§ **EXERCISE AIM**: Rewrite the records below, substituting "upper-left corner" for every occurrence of "top-left corner" and leaving everything else unchanged.
## begin
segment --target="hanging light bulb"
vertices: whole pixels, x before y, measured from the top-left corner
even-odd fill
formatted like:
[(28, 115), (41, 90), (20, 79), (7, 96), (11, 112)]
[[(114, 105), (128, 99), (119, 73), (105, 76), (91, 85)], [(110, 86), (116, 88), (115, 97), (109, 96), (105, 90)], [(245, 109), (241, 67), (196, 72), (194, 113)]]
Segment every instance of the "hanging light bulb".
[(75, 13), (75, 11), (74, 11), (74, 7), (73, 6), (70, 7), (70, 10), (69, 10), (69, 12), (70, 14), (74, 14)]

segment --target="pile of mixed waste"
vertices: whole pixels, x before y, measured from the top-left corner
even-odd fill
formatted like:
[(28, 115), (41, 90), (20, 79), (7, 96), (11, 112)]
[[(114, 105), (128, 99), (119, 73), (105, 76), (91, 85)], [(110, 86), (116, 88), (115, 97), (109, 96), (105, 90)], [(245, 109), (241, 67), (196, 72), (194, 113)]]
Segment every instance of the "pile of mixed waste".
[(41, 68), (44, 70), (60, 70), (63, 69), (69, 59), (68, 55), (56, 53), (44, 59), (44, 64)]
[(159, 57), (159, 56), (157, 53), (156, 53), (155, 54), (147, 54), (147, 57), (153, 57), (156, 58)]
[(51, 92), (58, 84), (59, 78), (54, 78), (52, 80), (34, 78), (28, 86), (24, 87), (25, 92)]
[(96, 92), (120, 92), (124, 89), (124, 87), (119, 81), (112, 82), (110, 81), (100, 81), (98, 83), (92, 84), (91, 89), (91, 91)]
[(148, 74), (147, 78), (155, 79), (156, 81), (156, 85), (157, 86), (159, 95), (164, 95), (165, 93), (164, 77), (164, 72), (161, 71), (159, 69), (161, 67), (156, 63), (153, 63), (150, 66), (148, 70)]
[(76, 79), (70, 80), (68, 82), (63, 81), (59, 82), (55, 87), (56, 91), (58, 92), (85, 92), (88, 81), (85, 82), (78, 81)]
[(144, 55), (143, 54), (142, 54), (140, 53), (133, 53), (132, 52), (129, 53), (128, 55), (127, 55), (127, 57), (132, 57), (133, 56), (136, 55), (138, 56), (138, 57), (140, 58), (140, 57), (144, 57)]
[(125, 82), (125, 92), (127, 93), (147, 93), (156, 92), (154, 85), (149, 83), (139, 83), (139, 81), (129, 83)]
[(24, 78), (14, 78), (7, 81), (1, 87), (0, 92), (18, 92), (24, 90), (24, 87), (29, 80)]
## end
§ **FINISHED EXERCISE**:
segment --target="hanging light bulb"
vertices: whole pixels, x before y, measured from the upper-left corner
even-odd fill
formatted like:
[(28, 115), (41, 90), (20, 79), (7, 96), (11, 112)]
[[(114, 105), (128, 99), (119, 73), (105, 76), (91, 85)], [(110, 86), (116, 88), (115, 97), (109, 96), (105, 90)], [(245, 109), (241, 67), (196, 72), (194, 113)]]
Segment every instance of the "hanging light bulb".
[(75, 13), (75, 11), (74, 11), (74, 7), (73, 6), (70, 7), (70, 10), (69, 10), (69, 12), (70, 14), (74, 14)]

segment --target="pile of mixed waste"
vertices: whole pixels, x before y, measured from the upper-left corner
even-odd fill
formatted like:
[(28, 115), (41, 90), (20, 79), (7, 96), (11, 112)]
[[(114, 105), (128, 99), (119, 73), (105, 76), (91, 85)], [(110, 86), (116, 88), (115, 97), (109, 96), (105, 90)], [(245, 109), (241, 67), (196, 72), (194, 113)]]
Segment every instance of the "pile of mixed waste".
[(41, 68), (44, 70), (60, 70), (63, 69), (69, 59), (68, 55), (56, 53), (44, 59), (44, 64)]
[(159, 57), (159, 56), (157, 53), (156, 53), (155, 54), (147, 54), (147, 57), (153, 57), (156, 58)]
[(51, 92), (58, 84), (59, 78), (54, 78), (52, 80), (34, 78), (28, 86), (24, 87), (25, 92)]
[(96, 92), (120, 92), (124, 89), (124, 87), (119, 81), (112, 82), (110, 81), (100, 81), (98, 83), (92, 84), (91, 89), (91, 91)]
[(148, 74), (147, 78), (155, 79), (156, 81), (156, 85), (157, 86), (159, 95), (164, 95), (165, 93), (164, 77), (164, 72), (161, 71), (159, 69), (161, 67), (156, 63), (153, 63), (150, 66), (148, 70)]
[(76, 79), (70, 80), (68, 82), (63, 81), (59, 82), (55, 87), (56, 91), (58, 92), (85, 92), (88, 81), (85, 82), (78, 81)]
[(144, 55), (143, 54), (142, 54), (140, 53), (133, 53), (132, 52), (129, 53), (128, 55), (127, 55), (127, 57), (132, 57), (133, 56), (136, 55), (138, 56), (138, 57), (140, 58), (140, 57), (144, 57)]
[(125, 82), (125, 92), (127, 93), (147, 93), (156, 92), (154, 85), (149, 83), (139, 83), (139, 81), (129, 83)]
[(24, 78), (14, 78), (7, 81), (1, 87), (0, 92), (18, 92), (24, 90), (24, 87), (29, 80)]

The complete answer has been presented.